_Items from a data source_
★ ★ ★ ★ ★

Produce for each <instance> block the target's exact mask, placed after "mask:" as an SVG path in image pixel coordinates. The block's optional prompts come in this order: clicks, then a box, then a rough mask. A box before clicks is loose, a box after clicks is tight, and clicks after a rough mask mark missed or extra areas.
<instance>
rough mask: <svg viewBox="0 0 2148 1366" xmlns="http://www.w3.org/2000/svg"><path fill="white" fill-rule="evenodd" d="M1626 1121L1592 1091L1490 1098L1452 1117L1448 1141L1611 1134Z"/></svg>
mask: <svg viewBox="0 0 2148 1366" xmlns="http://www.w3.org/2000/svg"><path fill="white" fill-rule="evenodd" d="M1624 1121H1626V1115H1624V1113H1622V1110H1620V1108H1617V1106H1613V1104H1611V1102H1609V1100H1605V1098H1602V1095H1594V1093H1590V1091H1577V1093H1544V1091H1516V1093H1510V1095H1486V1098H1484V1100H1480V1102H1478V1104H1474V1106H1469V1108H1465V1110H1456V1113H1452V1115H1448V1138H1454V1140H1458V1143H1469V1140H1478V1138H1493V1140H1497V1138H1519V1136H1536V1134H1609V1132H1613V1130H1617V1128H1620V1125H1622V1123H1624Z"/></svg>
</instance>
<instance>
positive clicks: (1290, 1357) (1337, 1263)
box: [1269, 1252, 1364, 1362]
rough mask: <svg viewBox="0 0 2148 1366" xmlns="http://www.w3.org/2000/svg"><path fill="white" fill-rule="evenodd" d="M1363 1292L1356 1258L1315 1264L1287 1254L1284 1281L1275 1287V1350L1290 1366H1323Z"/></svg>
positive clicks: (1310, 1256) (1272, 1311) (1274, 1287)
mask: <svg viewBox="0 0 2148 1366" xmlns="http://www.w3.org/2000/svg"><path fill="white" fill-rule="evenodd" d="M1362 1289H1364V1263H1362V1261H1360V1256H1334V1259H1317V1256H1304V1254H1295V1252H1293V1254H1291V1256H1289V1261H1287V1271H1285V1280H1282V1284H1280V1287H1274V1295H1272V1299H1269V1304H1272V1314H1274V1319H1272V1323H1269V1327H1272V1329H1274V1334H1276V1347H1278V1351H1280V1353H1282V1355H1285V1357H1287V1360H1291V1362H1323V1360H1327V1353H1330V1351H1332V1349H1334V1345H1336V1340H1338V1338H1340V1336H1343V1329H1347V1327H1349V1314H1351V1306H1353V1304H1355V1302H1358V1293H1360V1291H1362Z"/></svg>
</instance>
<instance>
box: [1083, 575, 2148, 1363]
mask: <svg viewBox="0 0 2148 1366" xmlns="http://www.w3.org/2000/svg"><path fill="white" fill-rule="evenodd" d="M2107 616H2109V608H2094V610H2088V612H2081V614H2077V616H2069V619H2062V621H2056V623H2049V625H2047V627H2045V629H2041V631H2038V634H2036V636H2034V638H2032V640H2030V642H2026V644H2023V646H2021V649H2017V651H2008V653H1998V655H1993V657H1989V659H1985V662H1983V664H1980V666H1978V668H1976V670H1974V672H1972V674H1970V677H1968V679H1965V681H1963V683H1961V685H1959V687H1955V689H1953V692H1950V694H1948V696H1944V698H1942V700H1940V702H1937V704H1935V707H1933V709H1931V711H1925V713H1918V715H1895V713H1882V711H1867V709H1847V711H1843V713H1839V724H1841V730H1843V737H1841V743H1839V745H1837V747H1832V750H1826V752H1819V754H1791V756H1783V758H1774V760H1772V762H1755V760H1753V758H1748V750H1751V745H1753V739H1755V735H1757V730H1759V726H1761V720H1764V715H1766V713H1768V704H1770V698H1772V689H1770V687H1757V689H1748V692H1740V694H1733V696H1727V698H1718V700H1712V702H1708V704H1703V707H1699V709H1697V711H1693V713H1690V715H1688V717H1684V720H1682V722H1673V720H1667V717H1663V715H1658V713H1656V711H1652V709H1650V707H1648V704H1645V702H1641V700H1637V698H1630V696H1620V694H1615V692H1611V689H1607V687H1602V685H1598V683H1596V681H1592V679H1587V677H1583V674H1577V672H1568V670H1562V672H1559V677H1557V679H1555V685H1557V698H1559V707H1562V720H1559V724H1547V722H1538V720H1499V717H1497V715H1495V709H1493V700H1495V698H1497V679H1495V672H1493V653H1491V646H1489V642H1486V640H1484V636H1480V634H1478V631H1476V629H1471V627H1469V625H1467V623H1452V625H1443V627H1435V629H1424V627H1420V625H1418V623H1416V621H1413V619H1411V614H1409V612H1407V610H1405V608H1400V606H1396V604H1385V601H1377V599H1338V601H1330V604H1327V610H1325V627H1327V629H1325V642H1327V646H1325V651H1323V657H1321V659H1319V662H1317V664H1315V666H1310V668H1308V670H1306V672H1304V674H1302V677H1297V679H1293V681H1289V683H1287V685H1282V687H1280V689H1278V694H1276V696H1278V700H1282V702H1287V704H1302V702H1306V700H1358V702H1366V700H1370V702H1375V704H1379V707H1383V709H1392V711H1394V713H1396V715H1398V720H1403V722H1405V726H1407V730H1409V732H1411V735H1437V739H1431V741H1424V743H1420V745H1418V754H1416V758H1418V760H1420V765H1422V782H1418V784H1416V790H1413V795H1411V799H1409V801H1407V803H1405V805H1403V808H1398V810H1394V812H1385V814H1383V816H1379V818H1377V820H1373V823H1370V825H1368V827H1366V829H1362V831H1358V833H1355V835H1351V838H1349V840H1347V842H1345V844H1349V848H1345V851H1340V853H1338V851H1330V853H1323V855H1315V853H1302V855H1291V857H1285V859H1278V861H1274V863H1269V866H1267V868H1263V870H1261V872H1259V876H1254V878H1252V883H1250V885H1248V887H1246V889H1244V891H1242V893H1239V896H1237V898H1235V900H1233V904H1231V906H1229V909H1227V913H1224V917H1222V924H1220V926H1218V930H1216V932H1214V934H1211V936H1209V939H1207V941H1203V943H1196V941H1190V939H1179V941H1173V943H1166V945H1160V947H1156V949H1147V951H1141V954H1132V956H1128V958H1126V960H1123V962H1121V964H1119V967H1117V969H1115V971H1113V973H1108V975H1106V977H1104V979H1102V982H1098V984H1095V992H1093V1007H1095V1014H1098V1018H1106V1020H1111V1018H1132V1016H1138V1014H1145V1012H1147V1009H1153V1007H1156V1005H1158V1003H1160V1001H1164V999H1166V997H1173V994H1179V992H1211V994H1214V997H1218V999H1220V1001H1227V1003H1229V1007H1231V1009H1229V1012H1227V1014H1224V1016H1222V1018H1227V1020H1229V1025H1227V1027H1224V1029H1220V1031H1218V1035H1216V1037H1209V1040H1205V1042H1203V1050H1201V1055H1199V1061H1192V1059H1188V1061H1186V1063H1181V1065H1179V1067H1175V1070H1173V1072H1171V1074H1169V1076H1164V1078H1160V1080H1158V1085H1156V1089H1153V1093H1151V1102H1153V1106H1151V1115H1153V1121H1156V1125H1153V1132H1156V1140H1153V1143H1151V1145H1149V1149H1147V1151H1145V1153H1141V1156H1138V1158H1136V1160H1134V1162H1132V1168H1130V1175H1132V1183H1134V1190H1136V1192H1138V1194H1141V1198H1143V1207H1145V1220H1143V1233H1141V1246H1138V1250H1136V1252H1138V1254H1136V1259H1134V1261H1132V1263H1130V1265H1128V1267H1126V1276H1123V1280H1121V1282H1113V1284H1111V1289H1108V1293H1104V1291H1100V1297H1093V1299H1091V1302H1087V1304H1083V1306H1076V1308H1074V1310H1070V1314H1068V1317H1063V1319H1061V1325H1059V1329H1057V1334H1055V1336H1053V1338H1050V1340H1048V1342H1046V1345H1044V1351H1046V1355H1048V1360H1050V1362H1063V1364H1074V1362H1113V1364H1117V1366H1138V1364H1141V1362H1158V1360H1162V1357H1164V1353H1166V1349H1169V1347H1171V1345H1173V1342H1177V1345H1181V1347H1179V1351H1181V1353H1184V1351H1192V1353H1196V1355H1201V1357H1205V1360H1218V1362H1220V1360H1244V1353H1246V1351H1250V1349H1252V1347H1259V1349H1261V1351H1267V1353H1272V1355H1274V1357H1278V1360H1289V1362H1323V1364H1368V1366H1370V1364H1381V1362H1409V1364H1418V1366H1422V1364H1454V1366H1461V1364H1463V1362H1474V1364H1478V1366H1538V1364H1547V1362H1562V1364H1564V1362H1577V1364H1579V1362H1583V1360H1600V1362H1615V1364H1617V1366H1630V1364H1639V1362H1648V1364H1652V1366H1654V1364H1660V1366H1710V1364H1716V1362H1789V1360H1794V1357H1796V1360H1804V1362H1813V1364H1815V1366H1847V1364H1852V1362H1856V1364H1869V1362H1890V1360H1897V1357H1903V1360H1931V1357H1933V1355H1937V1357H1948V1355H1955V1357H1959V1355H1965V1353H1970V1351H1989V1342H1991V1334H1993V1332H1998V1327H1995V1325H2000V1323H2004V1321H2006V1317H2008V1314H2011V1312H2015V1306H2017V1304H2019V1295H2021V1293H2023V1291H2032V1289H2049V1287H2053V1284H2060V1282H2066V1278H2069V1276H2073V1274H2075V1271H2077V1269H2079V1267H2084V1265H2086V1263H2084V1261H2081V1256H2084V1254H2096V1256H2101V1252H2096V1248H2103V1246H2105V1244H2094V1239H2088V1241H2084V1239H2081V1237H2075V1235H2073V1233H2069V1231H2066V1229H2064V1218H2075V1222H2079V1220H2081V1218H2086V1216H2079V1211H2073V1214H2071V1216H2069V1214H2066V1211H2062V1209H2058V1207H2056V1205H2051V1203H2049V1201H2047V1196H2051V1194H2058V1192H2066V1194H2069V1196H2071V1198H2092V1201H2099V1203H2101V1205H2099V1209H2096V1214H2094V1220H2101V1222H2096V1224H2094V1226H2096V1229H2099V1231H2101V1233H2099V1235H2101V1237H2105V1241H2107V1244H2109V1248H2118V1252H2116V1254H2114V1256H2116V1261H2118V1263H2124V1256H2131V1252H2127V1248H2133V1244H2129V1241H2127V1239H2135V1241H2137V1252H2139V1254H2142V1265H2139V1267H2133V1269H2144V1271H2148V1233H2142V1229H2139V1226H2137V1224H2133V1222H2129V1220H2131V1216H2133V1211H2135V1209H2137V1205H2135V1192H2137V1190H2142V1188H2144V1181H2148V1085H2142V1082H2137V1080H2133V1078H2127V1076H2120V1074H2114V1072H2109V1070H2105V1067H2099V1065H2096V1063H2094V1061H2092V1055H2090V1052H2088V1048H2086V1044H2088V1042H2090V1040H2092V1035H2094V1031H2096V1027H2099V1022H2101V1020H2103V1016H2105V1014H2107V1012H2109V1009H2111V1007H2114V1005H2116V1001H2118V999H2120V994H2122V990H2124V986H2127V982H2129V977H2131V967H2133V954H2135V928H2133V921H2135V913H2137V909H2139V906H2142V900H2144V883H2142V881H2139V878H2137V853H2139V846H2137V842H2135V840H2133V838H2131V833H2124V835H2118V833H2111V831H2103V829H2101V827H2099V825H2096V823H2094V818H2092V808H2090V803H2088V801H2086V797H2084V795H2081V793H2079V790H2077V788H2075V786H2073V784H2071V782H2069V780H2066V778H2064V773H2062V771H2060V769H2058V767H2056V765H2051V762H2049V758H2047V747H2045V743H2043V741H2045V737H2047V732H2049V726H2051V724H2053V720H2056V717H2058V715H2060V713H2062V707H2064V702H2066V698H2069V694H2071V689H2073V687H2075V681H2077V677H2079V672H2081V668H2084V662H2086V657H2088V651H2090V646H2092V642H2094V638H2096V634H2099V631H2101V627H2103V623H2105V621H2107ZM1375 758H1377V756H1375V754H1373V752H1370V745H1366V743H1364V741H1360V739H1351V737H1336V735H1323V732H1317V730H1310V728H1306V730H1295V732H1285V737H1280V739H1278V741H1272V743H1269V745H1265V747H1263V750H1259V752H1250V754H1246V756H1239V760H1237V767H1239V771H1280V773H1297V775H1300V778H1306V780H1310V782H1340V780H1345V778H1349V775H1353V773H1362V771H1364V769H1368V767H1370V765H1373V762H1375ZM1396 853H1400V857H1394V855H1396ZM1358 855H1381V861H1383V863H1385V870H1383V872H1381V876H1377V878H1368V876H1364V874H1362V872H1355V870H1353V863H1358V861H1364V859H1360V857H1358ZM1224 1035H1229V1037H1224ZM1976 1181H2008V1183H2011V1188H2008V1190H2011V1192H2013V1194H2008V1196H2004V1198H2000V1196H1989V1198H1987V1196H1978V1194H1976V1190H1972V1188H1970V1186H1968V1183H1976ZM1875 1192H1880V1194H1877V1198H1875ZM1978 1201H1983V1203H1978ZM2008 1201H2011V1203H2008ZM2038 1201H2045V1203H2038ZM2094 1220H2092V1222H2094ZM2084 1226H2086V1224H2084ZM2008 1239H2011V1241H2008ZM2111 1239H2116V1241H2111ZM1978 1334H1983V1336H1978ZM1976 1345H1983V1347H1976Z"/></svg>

★ ★ ★ ★ ★

_What is needed_
Among the records above, a stretch begins at the line containing "positive clicks: (1290, 1357) (1337, 1263)" and ends at the line containing "1292L1356 1258L1315 1264L1287". Restate that stretch word for word, and nothing else.

_Result of the task_
positive clicks: (1290, 1357) (1337, 1263)
box: [1269, 1252, 1364, 1362]
rough mask: <svg viewBox="0 0 2148 1366" xmlns="http://www.w3.org/2000/svg"><path fill="white" fill-rule="evenodd" d="M1363 1292L1356 1258L1315 1264L1287 1254L1284 1281L1275 1287V1350L1290 1366H1323Z"/></svg>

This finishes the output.